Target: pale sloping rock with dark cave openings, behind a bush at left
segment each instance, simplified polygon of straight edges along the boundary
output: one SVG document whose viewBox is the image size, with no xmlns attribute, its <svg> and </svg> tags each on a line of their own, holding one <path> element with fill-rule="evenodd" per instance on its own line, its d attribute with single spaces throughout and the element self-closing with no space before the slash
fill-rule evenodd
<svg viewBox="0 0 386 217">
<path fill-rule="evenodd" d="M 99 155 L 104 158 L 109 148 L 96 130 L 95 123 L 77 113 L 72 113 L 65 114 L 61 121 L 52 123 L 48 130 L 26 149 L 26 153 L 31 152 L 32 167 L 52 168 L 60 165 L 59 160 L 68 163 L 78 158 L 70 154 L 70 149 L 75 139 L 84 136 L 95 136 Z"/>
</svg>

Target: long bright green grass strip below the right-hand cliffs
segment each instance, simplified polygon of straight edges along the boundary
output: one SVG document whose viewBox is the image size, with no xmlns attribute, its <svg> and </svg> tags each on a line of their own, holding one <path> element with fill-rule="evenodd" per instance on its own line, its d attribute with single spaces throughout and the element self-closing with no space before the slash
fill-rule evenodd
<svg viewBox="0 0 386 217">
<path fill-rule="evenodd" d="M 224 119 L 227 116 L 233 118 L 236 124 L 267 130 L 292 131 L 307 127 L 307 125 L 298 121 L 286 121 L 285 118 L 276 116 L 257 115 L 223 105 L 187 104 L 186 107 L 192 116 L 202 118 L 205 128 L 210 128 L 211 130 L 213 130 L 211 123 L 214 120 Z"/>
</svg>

→ Directions for this task: Please copy out the data above exactly.

→ Result below:
Target: pale sloping rock with dark cave openings, behind a bush at left
segment each instance, simplified polygon of straight edges along the boundary
output: one SVG document whose viewBox is the image size, with no xmlns attribute, its <svg> and </svg> tags each on a line of their own, holding one <path> element with fill-rule="evenodd" per instance on its own line, its d attribute with single spaces throughout and the element self-closing with no space before the slash
fill-rule evenodd
<svg viewBox="0 0 386 217">
<path fill-rule="evenodd" d="M 99 155 L 104 158 L 109 148 L 96 130 L 95 123 L 77 113 L 72 113 L 65 114 L 61 121 L 52 123 L 48 130 L 26 149 L 26 153 L 31 152 L 32 167 L 52 168 L 60 165 L 59 160 L 68 163 L 78 158 L 70 154 L 70 149 L 75 139 L 84 136 L 95 136 Z"/>
</svg>

Target: long bright green grass strip below the right-hand cliffs
segment each instance, simplified polygon of straight edges along the boundary
output: one SVG document whose viewBox is the image size, with no xmlns attribute, its <svg> and </svg> tags each on a line of their own, holding one <path> element with fill-rule="evenodd" per instance on its own line, its d attribute with single spaces throughout and the element self-closing with no space before the slash
fill-rule evenodd
<svg viewBox="0 0 386 217">
<path fill-rule="evenodd" d="M 224 119 L 227 116 L 233 118 L 236 124 L 267 130 L 292 131 L 307 127 L 307 125 L 298 121 L 286 121 L 285 118 L 276 116 L 257 115 L 223 105 L 187 104 L 186 107 L 192 116 L 202 118 L 205 128 L 210 128 L 211 130 L 213 130 L 211 123 L 214 120 Z"/>
</svg>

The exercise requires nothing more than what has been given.